Challenge 1 -> Copy the listing below word for word, from the line with "Tag a point on every instance of the nut" up to and including the last line of the listing.

— start of Extract provided —

• Rapid deployment and employment of forces globally against responsive threats.

  • Global effects that can be delivered rapidly, anywhere.

The DSB panel recommended that DOD focus its investment in these nine areas either because they will optimize the payoff or because they are associated with high-risk threats.

Although released in 2002, the DSB report was completed only months before the tragic events of September 11, 2001. While the central assessments of the DSB remain valid, there is no doubt that after those events there was a dramatic refocusing of the nation’s attention to national security and, most importantly, homeland security. September 11 caused many new assessments to be undertaken, one of which was a study by the National Research Council of the contributions science and technology might make to counterterrorism.2

The aim of the study was to help the federal government—and, more specifically, the Executive Office of the President—to enlist the nation’s and the world’s scientific and technical community in a timely response to the threat of catastrophic terrorism. The terms of reference for the study called for the preparation of (1) a carefully delineated framework for the application of science and technology for countering terrorism, (2) the preparation of research agendas in nine key areas,3 and (3) the examination of a series of crosscutting issues. Overall, the authoring committee aimed to identify scientific and technological means by which the nation might reduce its vulnerabilities to catastrophic terrorist acts and mitigate the consequences of such acts when they occur.

— end of Extract provided —

Challenge 2 -> According to the passage on the counterterrorism study, in how many key areas were research agendas to be prepared?

— start of Recorded data —

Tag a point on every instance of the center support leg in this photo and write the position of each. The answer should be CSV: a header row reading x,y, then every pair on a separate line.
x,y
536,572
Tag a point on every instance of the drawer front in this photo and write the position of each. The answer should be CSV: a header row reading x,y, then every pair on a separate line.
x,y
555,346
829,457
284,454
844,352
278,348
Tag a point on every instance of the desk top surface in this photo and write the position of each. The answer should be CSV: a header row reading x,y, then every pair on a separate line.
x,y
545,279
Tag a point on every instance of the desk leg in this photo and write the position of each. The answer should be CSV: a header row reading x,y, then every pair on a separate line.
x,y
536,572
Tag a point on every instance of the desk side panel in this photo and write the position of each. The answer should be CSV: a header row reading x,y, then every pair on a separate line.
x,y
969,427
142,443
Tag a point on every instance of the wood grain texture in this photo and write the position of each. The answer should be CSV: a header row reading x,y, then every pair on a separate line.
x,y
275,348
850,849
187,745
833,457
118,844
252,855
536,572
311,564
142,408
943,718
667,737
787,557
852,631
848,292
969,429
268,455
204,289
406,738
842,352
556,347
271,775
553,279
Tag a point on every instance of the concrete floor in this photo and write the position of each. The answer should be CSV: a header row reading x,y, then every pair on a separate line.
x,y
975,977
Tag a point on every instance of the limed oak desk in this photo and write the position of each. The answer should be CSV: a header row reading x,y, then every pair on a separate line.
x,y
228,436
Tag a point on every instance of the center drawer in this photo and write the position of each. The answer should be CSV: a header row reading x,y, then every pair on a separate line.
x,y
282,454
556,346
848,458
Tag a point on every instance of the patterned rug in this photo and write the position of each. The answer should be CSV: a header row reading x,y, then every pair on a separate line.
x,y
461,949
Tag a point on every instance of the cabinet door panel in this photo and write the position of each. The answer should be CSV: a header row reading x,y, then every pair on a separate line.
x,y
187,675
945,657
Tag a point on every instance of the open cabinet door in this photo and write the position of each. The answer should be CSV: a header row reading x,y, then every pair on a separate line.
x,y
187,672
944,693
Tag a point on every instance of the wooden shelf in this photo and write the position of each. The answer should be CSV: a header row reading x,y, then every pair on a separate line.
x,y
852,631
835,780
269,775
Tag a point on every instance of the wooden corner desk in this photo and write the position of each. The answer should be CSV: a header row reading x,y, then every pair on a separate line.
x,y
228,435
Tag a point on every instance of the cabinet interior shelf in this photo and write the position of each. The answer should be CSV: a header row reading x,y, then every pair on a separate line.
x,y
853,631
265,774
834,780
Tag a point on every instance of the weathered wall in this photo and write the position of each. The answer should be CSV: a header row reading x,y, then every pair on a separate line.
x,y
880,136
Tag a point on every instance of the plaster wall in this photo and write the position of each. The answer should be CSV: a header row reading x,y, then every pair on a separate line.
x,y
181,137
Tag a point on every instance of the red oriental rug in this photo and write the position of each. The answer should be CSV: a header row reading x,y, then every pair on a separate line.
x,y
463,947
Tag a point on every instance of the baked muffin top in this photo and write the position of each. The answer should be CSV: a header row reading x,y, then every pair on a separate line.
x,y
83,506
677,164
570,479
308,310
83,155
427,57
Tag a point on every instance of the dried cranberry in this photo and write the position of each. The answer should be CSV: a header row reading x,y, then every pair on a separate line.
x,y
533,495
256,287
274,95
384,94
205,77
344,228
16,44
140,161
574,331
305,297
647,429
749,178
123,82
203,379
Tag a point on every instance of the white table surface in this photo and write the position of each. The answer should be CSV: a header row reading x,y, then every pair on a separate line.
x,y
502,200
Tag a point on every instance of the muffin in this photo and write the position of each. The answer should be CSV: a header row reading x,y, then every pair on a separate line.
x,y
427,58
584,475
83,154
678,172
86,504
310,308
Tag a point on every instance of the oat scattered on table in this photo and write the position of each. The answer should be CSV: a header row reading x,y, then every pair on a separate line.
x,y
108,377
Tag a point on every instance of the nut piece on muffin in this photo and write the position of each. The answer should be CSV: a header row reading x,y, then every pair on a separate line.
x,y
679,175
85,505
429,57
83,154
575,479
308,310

— end of Recorded data —

Correct response 1 ->
Tag a point on every instance of the nut piece on muffin in this photo and write the position of each. The answer should be CSV: a header row reading x,y, then every pair on a separate line.
x,y
679,175
85,505
429,57
83,154
575,479
308,310

Correct response 2 -> Nine key areas.